EXCERTO:
Tornaram-se cães ansiosos, enérgicos, de tal forma nervosos que levá-los à rua era uma aventura: tivéssemos 20 ou 90 kg, eram sempre eles a passear-nos a nós que, num instante, parecíamos uns fantoches arrastados pela trela. Um espectáculo digno de se ver. 

O tempo passou e essa energia, ano após ano, foi esmorecendo também. Quase sem me aperceber, feitas as contas, já estavam com quase 20 anos na "idade dos homens". As patas deixaram de saltar, a euforia de ir à rua já tinha desaparecido, praticamente não reagiam ao nome e até a comida deixou de ser disputada, como antigamente.

Tal como com os "homens", hoje também chegou a vossa hora, a tal que Saramago descreveu como "impiedosa porque chega, leva e vai-se".

E é aqui deste sofá, a 300 km de distância, que choro a vossa partida como já não me lembro de chorar. Sei que devem estar a ir buscar-vos a qualquer momento e há um lado de mim que queria trazer-vos para casa e fazer de conta que isto não está a acontecer.

Não tive tempo de me despedir. Parece que é melhor assim. Afinal, foram 20 anos a ter-vos junto a nós... praticamente metade da minha vida. E é como se um bocadinho dela fosse embora esta noite também.

Vinte anos depois, é agora a minha hora de estar triste. Resta-me pensar que vão embora durante um sonho breve e sem dor. Chegou a vez de descansarem. Se vocês também têm direito a um lugar no céu, que não fique muito escondido porque um dia vou querer abraçar-vos e dizer: "Estou aqui, meus amores. Vêem? Não vos abandonei."

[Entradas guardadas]
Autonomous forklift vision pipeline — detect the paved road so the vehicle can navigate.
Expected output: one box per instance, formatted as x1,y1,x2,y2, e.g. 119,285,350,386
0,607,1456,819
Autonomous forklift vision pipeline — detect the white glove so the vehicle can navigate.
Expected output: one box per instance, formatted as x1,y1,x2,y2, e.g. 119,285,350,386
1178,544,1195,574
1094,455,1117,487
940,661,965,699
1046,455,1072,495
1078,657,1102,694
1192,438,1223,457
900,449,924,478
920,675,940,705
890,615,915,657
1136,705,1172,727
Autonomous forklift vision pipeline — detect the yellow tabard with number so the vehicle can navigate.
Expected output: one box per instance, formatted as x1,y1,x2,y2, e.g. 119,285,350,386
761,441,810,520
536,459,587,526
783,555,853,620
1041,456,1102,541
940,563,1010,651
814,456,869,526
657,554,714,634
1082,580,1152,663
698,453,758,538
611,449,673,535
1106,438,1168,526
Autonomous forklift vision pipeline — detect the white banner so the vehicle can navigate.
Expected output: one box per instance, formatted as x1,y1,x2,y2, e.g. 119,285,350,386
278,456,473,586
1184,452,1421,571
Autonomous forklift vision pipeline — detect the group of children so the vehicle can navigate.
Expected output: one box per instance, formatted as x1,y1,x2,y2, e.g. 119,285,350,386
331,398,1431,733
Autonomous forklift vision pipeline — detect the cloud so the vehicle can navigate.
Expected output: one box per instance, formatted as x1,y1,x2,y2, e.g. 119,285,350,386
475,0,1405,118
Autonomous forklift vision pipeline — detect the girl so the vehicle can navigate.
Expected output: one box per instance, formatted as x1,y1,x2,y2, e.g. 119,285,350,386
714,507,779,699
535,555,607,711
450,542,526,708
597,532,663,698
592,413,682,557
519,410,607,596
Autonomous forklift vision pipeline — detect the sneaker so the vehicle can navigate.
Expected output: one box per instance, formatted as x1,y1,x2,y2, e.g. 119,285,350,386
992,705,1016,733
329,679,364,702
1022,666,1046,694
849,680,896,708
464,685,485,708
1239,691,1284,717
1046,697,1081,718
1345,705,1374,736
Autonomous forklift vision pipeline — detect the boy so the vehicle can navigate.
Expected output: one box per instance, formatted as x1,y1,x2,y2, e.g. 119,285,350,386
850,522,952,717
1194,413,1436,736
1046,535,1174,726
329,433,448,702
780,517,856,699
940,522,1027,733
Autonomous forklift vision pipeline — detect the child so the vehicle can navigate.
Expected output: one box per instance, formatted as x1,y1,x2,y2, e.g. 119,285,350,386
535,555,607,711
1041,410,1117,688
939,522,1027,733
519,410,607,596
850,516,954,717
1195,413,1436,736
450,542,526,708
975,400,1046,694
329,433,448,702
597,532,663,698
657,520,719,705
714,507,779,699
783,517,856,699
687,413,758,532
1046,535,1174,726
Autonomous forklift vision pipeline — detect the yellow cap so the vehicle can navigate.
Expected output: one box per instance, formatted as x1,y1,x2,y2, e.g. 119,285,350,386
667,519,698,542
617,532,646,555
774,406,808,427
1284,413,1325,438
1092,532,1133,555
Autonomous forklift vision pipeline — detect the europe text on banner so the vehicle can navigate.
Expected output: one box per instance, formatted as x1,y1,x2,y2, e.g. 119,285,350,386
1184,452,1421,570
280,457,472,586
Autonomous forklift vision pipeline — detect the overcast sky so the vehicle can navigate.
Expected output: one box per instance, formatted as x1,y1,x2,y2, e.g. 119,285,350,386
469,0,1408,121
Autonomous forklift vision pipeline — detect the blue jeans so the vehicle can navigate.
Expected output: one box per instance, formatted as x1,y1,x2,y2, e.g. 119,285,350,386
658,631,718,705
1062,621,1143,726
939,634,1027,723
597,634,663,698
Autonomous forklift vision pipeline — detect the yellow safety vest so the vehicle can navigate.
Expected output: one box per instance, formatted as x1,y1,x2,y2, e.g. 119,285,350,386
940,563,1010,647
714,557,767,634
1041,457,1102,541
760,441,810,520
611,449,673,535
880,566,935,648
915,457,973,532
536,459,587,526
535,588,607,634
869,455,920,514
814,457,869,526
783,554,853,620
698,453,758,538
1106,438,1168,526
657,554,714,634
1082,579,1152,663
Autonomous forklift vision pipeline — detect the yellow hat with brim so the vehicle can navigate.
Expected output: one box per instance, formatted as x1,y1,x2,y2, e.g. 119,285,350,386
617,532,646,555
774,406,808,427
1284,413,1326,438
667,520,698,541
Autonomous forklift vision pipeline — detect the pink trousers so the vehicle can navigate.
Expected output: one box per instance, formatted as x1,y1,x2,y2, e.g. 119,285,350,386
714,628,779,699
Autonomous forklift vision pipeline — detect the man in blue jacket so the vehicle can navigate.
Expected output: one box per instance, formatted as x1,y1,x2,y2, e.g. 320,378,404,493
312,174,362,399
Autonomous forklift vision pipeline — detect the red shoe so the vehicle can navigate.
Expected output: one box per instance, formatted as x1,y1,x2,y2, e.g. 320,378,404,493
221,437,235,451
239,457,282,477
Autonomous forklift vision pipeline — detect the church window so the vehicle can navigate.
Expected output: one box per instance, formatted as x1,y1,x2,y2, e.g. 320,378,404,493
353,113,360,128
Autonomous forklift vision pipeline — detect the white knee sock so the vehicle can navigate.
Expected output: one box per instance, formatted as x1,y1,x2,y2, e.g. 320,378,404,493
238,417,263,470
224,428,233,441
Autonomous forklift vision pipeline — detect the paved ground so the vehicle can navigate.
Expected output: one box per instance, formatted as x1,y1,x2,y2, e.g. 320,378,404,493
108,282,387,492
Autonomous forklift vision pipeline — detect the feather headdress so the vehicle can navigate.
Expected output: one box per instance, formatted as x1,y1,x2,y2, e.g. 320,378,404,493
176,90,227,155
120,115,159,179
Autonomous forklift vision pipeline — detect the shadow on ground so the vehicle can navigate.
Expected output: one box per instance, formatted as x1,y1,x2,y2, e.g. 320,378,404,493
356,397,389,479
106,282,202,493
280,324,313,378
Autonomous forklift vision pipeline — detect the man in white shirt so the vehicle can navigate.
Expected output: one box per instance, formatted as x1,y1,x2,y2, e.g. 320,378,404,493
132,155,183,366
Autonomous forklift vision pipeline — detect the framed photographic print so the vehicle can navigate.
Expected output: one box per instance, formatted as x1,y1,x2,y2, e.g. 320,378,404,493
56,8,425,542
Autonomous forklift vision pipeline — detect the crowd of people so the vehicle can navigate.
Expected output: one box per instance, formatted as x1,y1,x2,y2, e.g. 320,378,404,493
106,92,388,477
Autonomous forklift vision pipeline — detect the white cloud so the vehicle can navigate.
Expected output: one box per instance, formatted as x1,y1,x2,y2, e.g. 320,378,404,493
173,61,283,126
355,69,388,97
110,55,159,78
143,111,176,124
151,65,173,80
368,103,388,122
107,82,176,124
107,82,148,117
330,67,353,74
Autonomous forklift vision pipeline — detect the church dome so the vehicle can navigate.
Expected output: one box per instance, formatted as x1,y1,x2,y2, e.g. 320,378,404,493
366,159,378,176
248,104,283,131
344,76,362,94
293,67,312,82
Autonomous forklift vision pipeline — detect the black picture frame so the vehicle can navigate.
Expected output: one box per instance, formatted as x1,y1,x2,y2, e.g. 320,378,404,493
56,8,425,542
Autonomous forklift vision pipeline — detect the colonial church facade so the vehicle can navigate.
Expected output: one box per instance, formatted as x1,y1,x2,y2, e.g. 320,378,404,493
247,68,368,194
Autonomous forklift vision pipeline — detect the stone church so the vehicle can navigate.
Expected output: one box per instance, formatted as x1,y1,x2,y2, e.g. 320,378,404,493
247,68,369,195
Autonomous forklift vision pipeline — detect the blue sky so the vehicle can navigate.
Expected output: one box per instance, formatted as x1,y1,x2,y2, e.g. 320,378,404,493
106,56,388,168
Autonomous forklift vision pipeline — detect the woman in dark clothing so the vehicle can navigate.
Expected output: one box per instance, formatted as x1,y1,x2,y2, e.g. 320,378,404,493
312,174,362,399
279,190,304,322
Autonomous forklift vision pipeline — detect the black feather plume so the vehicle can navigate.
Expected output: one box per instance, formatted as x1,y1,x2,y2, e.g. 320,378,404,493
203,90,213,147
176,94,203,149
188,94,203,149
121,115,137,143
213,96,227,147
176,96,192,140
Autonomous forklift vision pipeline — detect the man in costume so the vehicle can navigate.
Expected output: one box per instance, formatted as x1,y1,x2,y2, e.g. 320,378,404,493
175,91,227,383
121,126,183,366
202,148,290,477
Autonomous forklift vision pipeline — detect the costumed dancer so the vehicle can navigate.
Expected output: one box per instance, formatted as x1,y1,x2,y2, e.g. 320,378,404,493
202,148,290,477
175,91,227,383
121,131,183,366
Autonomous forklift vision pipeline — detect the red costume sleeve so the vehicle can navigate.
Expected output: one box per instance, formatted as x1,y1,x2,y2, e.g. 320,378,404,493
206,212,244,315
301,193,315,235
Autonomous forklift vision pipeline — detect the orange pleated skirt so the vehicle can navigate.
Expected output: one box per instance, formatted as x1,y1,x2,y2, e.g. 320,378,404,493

PARTES DO EXERCÍCIO:
1 - Por favor, enumera todos os trechos que o excerto apresenta entre aspas.
2 - Dispõe num CSV de duas colunas, pedido e resposta, os registos que começam na linha que contém "Autonomous forklift vision pipeline — detect the red shoe" e seguem até à linha que contém "330,67,353,74". Cria uma linha por pedido, com cada campo entre aspas e as quebras de linha substituídas por espaços.
O excerto e os registos não têm qualquer relação entre si.

RESPOSTAS:
1 -
- idade dos homens
- homens
- impiedosa porque chega, leva e vai-se
- Estou aqui, meus amores. Vêem? Não vos abandonei.

2 -
pedido,resposta
"Autonomous forklift vision pipeline — detect the red shoe so the vehicle can navigate. Expected output: one box per instance, formatted as x1,y1,x2,y2, e.g. 320,378,404,493","221,437,235,451 239,457,282,477"
"Autonomous forklift vision pipeline — detect the church window so the vehicle can navigate. Expected output: one box per instance, formatted as x1,y1,x2,y2, e.g. 320,378,404,493","353,113,360,128"
"Autonomous forklift vision pipeline — detect the white knee sock so the vehicle can navigate. Expected output: one box per instance, formatted as x1,y1,x2,y2, e.g. 320,378,404,493","238,417,263,470 224,428,233,441"
"Autonomous forklift vision pipeline — detect the paved ground so the vehicle can navigate. Expected output: one box per instance, formatted as x1,y1,x2,y2, e.g. 320,378,404,493","108,282,387,492"
"Autonomous forklift vision pipeline — detect the feather headdress so the vehicle can navigate. Expected output: one box per instance, formatted as x1,y1,x2,y2, e.g. 320,378,404,493","176,90,227,155 120,115,159,179"
"Autonomous forklift vision pipeline — detect the shadow on ground so the vehicle can navigate. Expected output: one box per instance, formatted as x1,y1,x2,y2, e.g. 320,378,404,493","356,397,389,479 106,282,202,493 280,324,313,378"
"Autonomous forklift vision pipeline — detect the man in white shirt so the vehicle can navigate. Expected output: one box per instance, formatted as x1,y1,x2,y2, e.g. 320,378,404,493","132,155,183,366"
"Autonomous forklift vision pipeline — detect the framed photographic print so the vehicle can navigate. Expected output: one box per instance, formatted as x1,y1,x2,y2, e.g. 320,378,404,493","56,8,425,542"
"Autonomous forklift vision pipeline — detect the crowd of people so the vehicle can navigate. Expected output: one box per instance, formatted as x1,y1,x2,y2, e.g. 320,378,404,493","106,92,388,477"
"Autonomous forklift vision pipeline — detect the white cloud so the vehicle can navigate. Expected output: one box per instance, formatted as x1,y1,x2,y2, e.g. 320,378,404,493","173,61,283,126 355,69,388,97 110,55,159,78 143,111,176,124 151,65,173,80 368,103,388,122 107,82,176,124 107,82,148,117 330,67,353,74"